# 任务:
把清单中从包含“outline tree silhouette”的那一行开始、到包含“266], [16, 263]]”的那一行结束的各行（首尾两行都算在内）改写成 Markdown 表格，列名为“序号”和“清单行”，空行略去。

# 任务材料:
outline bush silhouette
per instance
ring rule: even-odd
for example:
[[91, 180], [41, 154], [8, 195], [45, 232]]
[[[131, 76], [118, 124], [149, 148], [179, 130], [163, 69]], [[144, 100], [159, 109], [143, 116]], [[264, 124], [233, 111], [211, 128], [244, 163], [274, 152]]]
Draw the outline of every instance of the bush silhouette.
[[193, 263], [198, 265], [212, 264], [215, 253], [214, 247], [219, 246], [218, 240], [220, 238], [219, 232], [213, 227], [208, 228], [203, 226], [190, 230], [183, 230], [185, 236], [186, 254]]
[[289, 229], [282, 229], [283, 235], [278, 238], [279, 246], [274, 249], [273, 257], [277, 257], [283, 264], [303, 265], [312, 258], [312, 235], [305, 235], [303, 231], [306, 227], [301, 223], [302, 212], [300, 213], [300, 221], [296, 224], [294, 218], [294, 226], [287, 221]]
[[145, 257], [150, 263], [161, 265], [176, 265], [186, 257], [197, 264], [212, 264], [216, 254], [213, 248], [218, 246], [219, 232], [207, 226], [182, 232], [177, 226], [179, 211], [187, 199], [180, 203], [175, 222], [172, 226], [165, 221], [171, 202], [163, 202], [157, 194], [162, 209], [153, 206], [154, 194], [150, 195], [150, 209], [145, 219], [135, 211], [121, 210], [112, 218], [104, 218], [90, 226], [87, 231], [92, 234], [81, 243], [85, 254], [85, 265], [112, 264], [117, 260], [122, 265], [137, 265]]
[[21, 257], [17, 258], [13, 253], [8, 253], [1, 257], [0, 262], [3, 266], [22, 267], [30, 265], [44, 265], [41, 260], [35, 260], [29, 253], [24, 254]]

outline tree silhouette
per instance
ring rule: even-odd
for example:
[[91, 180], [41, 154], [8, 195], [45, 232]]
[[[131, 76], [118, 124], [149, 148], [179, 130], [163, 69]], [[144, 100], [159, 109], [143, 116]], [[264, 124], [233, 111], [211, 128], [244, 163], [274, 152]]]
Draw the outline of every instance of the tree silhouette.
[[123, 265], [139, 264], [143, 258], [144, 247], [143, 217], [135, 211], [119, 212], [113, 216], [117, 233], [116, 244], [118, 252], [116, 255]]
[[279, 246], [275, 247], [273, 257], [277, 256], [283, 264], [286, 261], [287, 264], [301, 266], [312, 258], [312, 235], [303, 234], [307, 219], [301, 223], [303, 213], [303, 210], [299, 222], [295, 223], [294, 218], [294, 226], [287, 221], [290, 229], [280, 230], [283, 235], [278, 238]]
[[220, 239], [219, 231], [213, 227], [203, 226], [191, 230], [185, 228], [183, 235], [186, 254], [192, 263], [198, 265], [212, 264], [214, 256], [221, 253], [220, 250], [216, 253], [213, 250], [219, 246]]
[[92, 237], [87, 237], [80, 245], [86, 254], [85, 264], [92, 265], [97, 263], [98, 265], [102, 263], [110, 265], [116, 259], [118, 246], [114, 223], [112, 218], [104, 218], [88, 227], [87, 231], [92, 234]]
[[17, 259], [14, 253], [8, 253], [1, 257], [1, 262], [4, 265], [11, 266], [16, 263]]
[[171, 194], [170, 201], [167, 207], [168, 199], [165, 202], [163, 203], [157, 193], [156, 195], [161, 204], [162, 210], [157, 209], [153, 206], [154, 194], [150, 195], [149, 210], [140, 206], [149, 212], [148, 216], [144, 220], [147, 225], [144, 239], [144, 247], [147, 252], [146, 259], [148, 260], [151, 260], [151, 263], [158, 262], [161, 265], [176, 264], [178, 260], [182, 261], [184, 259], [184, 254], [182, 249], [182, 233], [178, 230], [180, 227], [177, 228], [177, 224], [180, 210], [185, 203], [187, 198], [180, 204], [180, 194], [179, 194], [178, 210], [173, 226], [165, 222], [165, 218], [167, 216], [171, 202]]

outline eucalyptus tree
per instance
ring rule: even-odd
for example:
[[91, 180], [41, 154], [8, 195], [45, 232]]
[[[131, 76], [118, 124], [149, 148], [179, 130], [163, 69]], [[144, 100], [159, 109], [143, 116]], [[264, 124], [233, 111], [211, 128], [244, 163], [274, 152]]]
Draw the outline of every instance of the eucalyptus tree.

# 书面回答:
| 序号 | 清单行 |
|---|---|
| 1 | outline tree silhouette |
| 2 | per instance |
| 3 | ring rule: even-odd |
| 4 | for example: |
| 5 | [[91, 180], [41, 154], [8, 195], [45, 232]] |
| 6 | [[[131, 76], [118, 124], [149, 148], [179, 130], [163, 69]], [[144, 100], [159, 109], [143, 116]], [[264, 124], [233, 111], [211, 128], [244, 163], [274, 152]]] |
| 7 | Draw the outline of every instance of the tree silhouette. |
| 8 | [[123, 265], [139, 264], [143, 258], [144, 247], [143, 217], [135, 211], [119, 212], [113, 216], [117, 233], [116, 244], [118, 252], [116, 255]] |
| 9 | [[279, 246], [275, 247], [273, 257], [277, 256], [283, 264], [286, 261], [287, 264], [301, 266], [312, 258], [312, 235], [303, 234], [307, 219], [301, 223], [303, 213], [303, 210], [299, 222], [295, 223], [294, 218], [294, 226], [287, 221], [290, 229], [280, 230], [283, 235], [278, 238]] |
| 10 | [[220, 239], [219, 231], [213, 227], [203, 226], [191, 230], [185, 228], [183, 235], [186, 254], [192, 263], [198, 265], [212, 264], [214, 256], [221, 253], [220, 250], [216, 253], [213, 250], [219, 246]] |
| 11 | [[92, 237], [87, 237], [80, 245], [86, 254], [85, 264], [92, 265], [97, 263], [98, 265], [102, 263], [110, 265], [116, 259], [118, 246], [114, 223], [112, 218], [104, 218], [88, 227], [87, 231], [92, 234]] |
| 12 | [[17, 259], [14, 253], [8, 253], [1, 257], [1, 262], [4, 265], [11, 266], [16, 263]] |